*WHAT THE EXERCISE ASKS:*
The answer must consist of every line from the data that holds "window".

*INPUT MATERIAL:*

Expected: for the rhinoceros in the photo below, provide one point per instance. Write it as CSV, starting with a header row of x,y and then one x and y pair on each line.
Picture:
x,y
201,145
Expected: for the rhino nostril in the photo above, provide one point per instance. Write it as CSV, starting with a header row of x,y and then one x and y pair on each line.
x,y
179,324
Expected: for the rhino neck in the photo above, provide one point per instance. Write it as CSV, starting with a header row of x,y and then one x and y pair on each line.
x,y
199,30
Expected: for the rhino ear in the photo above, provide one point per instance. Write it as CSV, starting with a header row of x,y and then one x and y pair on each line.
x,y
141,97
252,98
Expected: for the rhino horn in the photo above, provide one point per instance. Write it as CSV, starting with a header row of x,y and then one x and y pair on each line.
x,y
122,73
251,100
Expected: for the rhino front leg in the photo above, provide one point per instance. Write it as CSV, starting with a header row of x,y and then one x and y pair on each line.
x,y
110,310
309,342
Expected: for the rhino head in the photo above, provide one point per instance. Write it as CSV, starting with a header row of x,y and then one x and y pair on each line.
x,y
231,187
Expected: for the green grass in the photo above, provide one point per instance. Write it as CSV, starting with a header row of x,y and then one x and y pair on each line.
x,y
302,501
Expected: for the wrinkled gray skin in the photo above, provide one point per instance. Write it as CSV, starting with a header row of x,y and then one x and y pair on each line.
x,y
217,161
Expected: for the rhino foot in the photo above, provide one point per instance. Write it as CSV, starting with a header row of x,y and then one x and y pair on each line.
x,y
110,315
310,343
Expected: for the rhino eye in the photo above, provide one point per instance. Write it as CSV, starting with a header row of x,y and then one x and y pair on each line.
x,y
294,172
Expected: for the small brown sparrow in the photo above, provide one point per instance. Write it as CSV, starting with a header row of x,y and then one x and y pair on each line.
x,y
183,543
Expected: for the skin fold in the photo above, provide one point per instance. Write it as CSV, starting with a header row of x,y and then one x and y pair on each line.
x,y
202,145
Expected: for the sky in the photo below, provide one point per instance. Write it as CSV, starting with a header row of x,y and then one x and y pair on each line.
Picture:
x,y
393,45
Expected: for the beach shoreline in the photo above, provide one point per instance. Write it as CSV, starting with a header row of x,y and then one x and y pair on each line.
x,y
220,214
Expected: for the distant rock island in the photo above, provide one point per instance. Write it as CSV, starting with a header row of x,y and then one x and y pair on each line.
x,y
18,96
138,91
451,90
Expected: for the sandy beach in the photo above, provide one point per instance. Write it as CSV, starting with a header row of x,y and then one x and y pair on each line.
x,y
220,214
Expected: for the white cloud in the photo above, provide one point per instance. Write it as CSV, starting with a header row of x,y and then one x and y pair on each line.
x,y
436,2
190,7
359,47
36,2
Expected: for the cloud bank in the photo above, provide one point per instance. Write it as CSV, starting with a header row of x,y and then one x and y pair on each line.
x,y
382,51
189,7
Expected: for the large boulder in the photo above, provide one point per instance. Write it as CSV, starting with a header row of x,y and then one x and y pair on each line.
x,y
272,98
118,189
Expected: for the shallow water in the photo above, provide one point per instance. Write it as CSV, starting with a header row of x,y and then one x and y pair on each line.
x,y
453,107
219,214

==

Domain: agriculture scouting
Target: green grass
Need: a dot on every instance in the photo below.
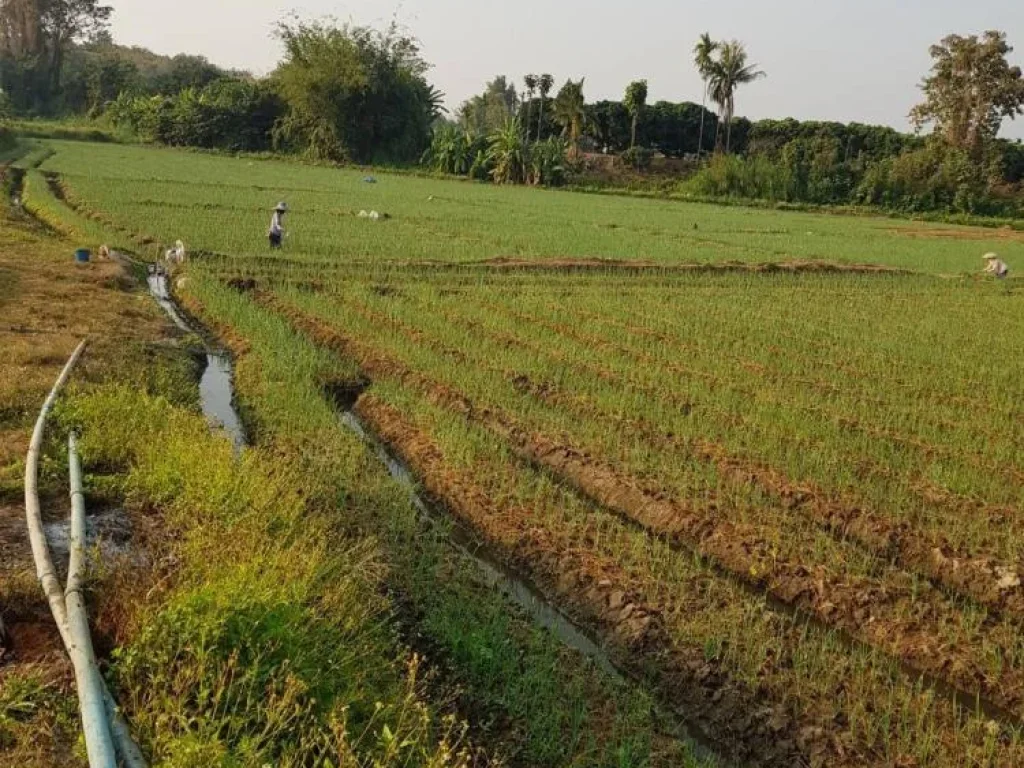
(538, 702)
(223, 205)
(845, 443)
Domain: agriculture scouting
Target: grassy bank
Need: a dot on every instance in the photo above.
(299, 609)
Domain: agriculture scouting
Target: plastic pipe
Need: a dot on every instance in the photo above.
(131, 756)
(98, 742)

...

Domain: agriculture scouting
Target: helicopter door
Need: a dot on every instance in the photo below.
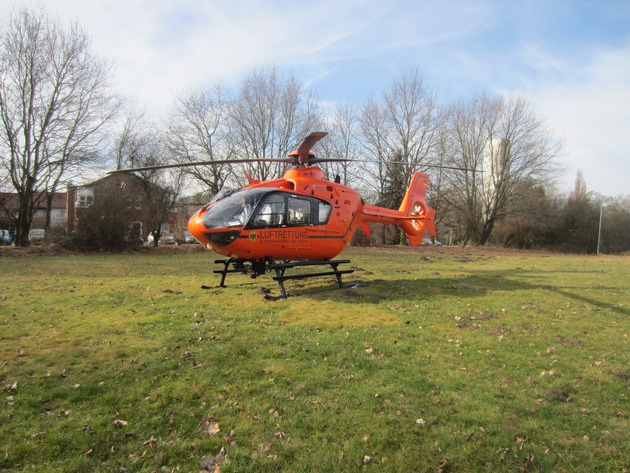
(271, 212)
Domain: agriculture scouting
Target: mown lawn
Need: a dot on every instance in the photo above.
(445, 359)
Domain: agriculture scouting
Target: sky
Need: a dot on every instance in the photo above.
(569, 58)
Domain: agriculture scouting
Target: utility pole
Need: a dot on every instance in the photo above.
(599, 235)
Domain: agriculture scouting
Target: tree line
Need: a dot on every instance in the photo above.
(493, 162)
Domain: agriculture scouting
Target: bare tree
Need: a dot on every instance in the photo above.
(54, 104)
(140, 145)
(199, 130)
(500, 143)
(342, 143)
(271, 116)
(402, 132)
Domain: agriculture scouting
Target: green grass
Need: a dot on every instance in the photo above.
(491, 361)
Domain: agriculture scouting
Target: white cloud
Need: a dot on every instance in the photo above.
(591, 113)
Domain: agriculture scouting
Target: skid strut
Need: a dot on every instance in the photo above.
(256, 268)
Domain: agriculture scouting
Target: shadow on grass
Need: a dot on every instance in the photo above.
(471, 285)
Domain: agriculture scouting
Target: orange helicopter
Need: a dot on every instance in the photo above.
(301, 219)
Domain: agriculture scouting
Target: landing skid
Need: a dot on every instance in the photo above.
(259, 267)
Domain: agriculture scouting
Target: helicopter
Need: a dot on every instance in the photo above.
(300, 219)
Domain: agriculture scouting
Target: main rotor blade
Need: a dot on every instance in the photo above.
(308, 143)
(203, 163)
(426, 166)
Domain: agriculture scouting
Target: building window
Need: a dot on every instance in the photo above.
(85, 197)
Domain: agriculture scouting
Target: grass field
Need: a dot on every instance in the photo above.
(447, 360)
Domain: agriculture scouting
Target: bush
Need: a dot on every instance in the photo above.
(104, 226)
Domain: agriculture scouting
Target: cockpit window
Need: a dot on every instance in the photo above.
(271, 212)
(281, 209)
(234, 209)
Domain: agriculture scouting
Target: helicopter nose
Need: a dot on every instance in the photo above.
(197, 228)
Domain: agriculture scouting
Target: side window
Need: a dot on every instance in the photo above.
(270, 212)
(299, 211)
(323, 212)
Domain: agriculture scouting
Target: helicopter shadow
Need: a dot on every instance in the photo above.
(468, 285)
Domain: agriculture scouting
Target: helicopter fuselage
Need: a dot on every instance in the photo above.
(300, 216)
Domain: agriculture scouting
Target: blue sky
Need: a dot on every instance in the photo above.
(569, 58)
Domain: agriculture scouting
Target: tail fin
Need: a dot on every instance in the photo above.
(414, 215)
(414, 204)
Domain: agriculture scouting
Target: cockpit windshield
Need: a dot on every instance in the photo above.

*RESPONSE TO THIS EXERCISE:*
Target: building window
Target: cockpit window
Target: side window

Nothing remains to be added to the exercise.